## Given problem
Render the data, from its first line down to and including the line that contains "xmin=10 ymin=30 xmax=28 ymax=48", as a Markdown table with columns Index and Text. Give each nonblank line its own numbered row.
>> begin Source material
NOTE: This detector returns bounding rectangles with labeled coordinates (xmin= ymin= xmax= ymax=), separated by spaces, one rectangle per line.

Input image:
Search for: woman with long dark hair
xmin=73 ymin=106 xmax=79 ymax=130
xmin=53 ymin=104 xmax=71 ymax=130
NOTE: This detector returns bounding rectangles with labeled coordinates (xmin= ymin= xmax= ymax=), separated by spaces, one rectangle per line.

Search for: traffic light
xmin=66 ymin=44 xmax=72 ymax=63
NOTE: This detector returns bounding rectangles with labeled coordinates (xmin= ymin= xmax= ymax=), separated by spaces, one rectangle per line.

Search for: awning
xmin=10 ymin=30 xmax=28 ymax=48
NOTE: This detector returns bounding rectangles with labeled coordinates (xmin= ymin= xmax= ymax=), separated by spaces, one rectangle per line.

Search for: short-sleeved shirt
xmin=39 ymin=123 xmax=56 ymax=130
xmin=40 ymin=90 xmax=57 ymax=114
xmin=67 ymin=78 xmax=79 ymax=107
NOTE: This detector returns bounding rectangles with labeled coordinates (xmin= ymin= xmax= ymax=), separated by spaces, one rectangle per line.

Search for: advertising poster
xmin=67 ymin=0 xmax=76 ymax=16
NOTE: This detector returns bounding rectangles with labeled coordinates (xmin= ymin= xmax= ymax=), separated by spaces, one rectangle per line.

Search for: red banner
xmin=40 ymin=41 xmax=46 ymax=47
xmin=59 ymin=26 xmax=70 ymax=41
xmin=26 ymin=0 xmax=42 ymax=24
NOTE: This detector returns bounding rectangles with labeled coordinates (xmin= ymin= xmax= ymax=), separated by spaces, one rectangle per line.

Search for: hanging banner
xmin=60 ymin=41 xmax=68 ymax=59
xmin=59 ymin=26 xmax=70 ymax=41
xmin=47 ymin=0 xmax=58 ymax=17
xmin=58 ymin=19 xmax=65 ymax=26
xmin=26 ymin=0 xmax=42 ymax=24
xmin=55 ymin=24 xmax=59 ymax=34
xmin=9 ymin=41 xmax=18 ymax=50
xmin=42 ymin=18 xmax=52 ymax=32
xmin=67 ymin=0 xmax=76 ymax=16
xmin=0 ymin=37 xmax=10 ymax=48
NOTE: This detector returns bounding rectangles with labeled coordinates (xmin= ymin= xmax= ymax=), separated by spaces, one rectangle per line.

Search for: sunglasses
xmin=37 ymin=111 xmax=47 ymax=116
>> end Source material
## Response to this task
| Index | Text |
|---|---|
| 1 | NOTE: This detector returns bounding rectangles with labeled coordinates (xmin= ymin= xmax= ymax=), separated by spaces, one rectangle per line. |
| 2 | Input image: |
| 3 | Search for: woman with long dark hair |
| 4 | xmin=73 ymin=106 xmax=79 ymax=130 |
| 5 | xmin=53 ymin=104 xmax=71 ymax=130 |
| 6 | NOTE: This detector returns bounding rectangles with labeled coordinates (xmin= ymin= xmax= ymax=), separated by spaces, one rectangle per line. |
| 7 | Search for: traffic light |
| 8 | xmin=66 ymin=44 xmax=72 ymax=63 |
| 9 | NOTE: This detector returns bounding rectangles with labeled coordinates (xmin= ymin= xmax= ymax=), separated by spaces, one rectangle per line. |
| 10 | Search for: awning |
| 11 | xmin=10 ymin=30 xmax=28 ymax=48 |